> EXERCISE GOAL
Quote the records that follow in full, leaving the pictures out.

> Point-per-instance localization data

........

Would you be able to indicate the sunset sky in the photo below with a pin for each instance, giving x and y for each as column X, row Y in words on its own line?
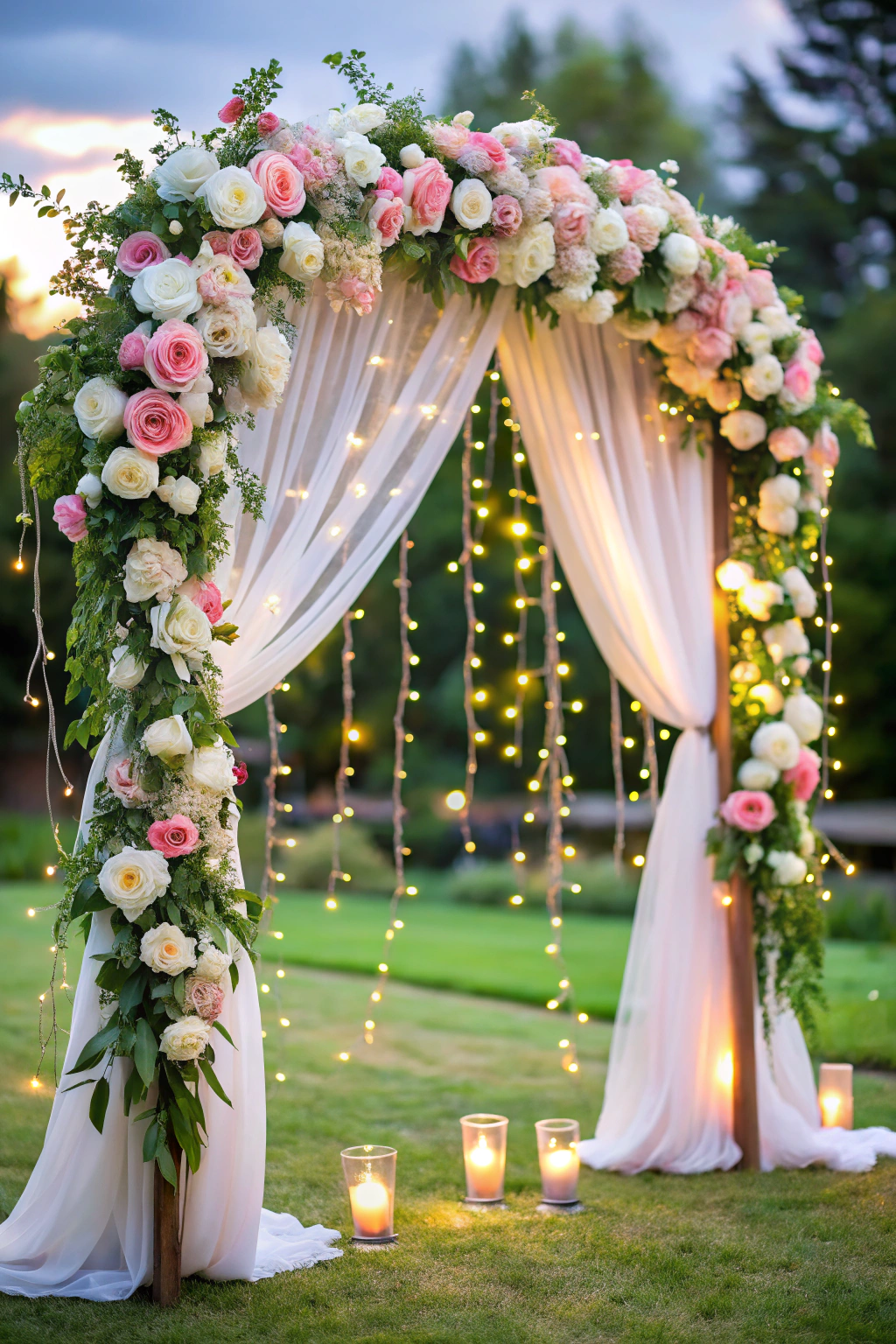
column 77, row 82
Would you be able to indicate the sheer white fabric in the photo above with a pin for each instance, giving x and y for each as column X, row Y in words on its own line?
column 632, row 522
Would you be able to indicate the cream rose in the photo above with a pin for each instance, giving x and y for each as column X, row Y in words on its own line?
column 100, row 409
column 168, row 738
column 152, row 569
column 303, row 253
column 168, row 949
column 133, row 879
column 130, row 473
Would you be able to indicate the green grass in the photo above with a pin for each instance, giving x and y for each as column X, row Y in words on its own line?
column 802, row 1256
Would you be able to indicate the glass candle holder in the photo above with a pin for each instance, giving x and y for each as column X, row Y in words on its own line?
column 484, row 1158
column 836, row 1096
column 559, row 1160
column 369, row 1175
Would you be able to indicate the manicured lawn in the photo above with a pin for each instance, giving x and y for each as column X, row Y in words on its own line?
column 803, row 1256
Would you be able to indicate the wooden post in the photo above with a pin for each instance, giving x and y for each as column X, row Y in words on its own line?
column 165, row 1258
column 740, row 950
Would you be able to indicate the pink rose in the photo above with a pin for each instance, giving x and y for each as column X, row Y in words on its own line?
column 133, row 350
column 748, row 809
column 760, row 288
column 625, row 263
column 205, row 998
column 281, row 182
column 156, row 424
column 140, row 250
column 231, row 112
column 175, row 836
column 805, row 774
column 788, row 443
column 246, row 248
column 427, row 191
column 70, row 512
column 507, row 215
column 175, row 356
column 566, row 153
column 480, row 263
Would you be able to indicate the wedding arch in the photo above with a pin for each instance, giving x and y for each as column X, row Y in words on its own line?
column 235, row 434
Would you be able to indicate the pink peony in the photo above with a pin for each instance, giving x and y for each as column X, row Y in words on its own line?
column 70, row 512
column 805, row 774
column 281, row 182
column 175, row 356
column 480, row 263
column 156, row 424
column 175, row 836
column 246, row 248
column 507, row 215
column 231, row 112
column 786, row 444
column 138, row 252
column 748, row 809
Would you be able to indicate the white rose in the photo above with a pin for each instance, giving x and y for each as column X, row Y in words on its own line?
column 211, row 767
column 185, row 172
column 125, row 671
column 167, row 290
column 758, row 774
column 182, row 631
column 130, row 473
column 472, row 203
column 763, row 378
column 233, row 198
column 800, row 591
column 534, row 255
column 607, row 233
column 182, row 495
column 265, row 368
column 680, row 255
column 90, row 489
column 303, row 252
column 133, row 879
column 168, row 738
column 803, row 715
column 168, row 949
column 152, row 569
column 228, row 328
column 775, row 744
column 100, row 409
column 363, row 160
column 186, row 1040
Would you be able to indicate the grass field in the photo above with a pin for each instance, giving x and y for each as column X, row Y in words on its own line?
column 802, row 1256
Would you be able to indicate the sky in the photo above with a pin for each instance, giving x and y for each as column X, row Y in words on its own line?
column 77, row 82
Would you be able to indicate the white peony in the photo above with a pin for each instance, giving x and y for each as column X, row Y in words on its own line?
column 168, row 738
column 180, row 494
column 775, row 744
column 303, row 253
column 763, row 378
column 168, row 949
column 803, row 715
column 100, row 409
column 186, row 1040
column 234, row 198
column 125, row 671
column 133, row 879
column 265, row 368
column 472, row 203
column 167, row 290
column 758, row 774
column 130, row 473
column 152, row 569
column 185, row 172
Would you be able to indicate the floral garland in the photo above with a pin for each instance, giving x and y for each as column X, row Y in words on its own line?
column 191, row 339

........

> OUTPUT FOR THIS TASK
Would you be able to indicate the sunset sky in the photo below with a pin for each instance, giving x and y for each as column X, row Y in words on its own line?
column 77, row 82
Would you be able to indicate the sheer white fabric in the photo above with a pin for each instance, giving x and y for each as column X, row Y in words on its own line?
column 632, row 522
Would you be able to indicate the cream rose in the photo above with a pin for each instance, giving x and y for each as column X, row Y in words on its own line?
column 100, row 409
column 168, row 738
column 152, row 569
column 303, row 253
column 168, row 949
column 133, row 879
column 130, row 473
Would you be able to indicate the green grass in the photo above with a pin for each instance, giving x and y for each as column X, row Y in words on its own line?
column 802, row 1256
Would you be able to indicate the glass candle holder in the photo above with a pin for each instance, giving x and y for each as column X, row Y in words on its own line?
column 484, row 1158
column 836, row 1096
column 559, row 1160
column 369, row 1175
Would you be able to indicate the manicured lawn in the photo above with a pin for each instance, giving x and y for each as column X, row Y in words on its own line?
column 803, row 1256
Would you be able to indicate the wooden post in the photo above with a pin for each instance, giving x and y for each as column X, row Y in words on its own line?
column 165, row 1258
column 740, row 950
Would you be able to indicate the pink rose in the photo above with a pin for each instance, giving x and y for each as column X, row Y in words on its own line?
column 133, row 350
column 748, row 809
column 760, row 288
column 625, row 263
column 205, row 998
column 281, row 182
column 156, row 424
column 140, row 250
column 231, row 112
column 175, row 836
column 805, row 774
column 788, row 443
column 246, row 248
column 427, row 191
column 70, row 512
column 507, row 215
column 175, row 356
column 566, row 153
column 480, row 263
Would you be able to indicate the wedding arch in the photo above with a pin for each instance, giving x and y for each as column X, row Y in words on its own line?
column 235, row 434
Would you be able to indicate the pink peony in the photo above with a pin for each instance, giving x and y for each as column X, row Y in words on its own line?
column 70, row 512
column 805, row 774
column 281, row 182
column 175, row 356
column 480, row 263
column 156, row 424
column 175, row 836
column 246, row 248
column 507, row 215
column 231, row 112
column 786, row 444
column 138, row 252
column 748, row 809
Would you be able to indicate the white rose in the photo above with a pin for each instance, giving x and y for each as column X, row Y in words on its own line?
column 211, row 767
column 185, row 172
column 125, row 671
column 167, row 290
column 758, row 774
column 182, row 631
column 130, row 473
column 472, row 203
column 763, row 378
column 233, row 198
column 800, row 591
column 534, row 255
column 607, row 233
column 182, row 495
column 265, row 368
column 680, row 255
column 90, row 489
column 303, row 252
column 133, row 879
column 168, row 738
column 803, row 715
column 168, row 949
column 152, row 569
column 228, row 328
column 775, row 744
column 100, row 409
column 363, row 160
column 186, row 1040
Would you be able to indicate the grass field in the photo above with a pin for each instance, giving x and y for each as column X, row Y in words on its own line?
column 802, row 1256
Would you be able to indicate the sky in the photo above with a pin for each instance, giving x and y for each as column X, row Y in words on its own line?
column 77, row 82
Would you be able to indicate the white peony in the photo above with a pin for each instance, giving x and y for each as column X, row Y in words on its own line?
column 168, row 738
column 180, row 494
column 775, row 744
column 303, row 253
column 763, row 378
column 168, row 949
column 803, row 715
column 100, row 409
column 186, row 1040
column 234, row 198
column 125, row 671
column 133, row 879
column 265, row 368
column 472, row 203
column 167, row 290
column 758, row 774
column 130, row 473
column 152, row 569
column 185, row 172
Would you be able to indicate the floral garland in the photo above with a pin for each instance, giving x and y for each as column X, row Y in words on its own line?
column 191, row 339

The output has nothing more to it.